§ **INSTRUCTIONS TO FOLLOW**
For this exercise, print all of the data exactly as given.

§ **RECORD EXCERPTS**

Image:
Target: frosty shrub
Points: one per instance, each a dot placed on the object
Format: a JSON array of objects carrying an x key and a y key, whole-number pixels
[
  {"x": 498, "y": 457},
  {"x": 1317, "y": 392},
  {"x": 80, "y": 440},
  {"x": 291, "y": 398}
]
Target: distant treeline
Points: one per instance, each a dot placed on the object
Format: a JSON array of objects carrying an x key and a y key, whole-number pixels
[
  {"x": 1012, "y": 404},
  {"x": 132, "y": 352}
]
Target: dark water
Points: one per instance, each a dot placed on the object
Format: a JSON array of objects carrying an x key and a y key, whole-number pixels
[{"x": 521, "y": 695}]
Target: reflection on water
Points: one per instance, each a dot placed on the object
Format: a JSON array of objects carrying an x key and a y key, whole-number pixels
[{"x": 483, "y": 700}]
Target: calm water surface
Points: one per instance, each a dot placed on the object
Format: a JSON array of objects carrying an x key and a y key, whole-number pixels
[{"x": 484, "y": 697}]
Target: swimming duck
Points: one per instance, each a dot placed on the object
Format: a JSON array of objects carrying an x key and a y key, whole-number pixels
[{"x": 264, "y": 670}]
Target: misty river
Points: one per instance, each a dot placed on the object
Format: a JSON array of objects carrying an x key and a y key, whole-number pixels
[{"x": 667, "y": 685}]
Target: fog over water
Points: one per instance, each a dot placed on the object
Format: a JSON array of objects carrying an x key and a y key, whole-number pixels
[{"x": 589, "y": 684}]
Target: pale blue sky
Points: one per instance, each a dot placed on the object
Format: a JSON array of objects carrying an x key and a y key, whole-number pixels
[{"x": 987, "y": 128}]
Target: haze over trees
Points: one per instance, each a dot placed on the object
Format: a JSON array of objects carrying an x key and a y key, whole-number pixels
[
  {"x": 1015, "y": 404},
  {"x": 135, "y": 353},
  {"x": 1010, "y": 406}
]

§ **ANSWER FOR THIS EXERCISE**
Image:
Target: frosty shrub
Points: one per instance, each a dot placed on the object
Format: a JSON array of objects carrying an x key and a y key, whole-number pixels
[
  {"x": 498, "y": 457},
  {"x": 1317, "y": 392},
  {"x": 80, "y": 440},
  {"x": 291, "y": 398}
]
Target: distant treeline
Points: one per instance, each a dot placed on the object
Format: a JSON array of objects carrying an x key and a y key, whole-number pixels
[
  {"x": 1012, "y": 404},
  {"x": 132, "y": 352}
]
Target: dark water
Points: one per instance, each a dot placed on the object
Format: a JSON array of objects carrying an x key and a y key, whole-number pixels
[{"x": 521, "y": 695}]
Target: reflection on water
Points: one per instance, each a dot placed on the object
Format: a JSON array of objects carrying an x key and a y key, whole-number pixels
[{"x": 483, "y": 700}]
Target: calm water surface
Points: one per instance, each a dot placed on the object
Format: a JSON array of objects carrying an x key and a y key, whole-number pixels
[{"x": 484, "y": 697}]
Target: swimming duck
Points: one per instance, each a dot placed on the object
Format: a JSON array of objects carrying an x key and a y key, whole-number pixels
[{"x": 264, "y": 670}]
Target: misty river
Points: one per instance, each a dot placed on the object
Format: a JSON array of objects carrying an x key and a y key, whole-number pixels
[{"x": 667, "y": 685}]
Target: fog over water
Points: one per instance, each a dot placed on the object
Format: a JSON array of objects carrying an x key and a y key, whole-number pixels
[{"x": 589, "y": 684}]
Target: pale blue sky
Points: one per instance, each a dot placed on the object
Format: a JSON array of objects carrying an x key and a y key, whole-number pixels
[{"x": 987, "y": 128}]
Target: haze over trees
Points: one per instance, each a dot placed on the object
Format: a JSON array of objects carrying an x key and a y key, whole-number pixels
[
  {"x": 1015, "y": 404},
  {"x": 135, "y": 353},
  {"x": 1010, "y": 406}
]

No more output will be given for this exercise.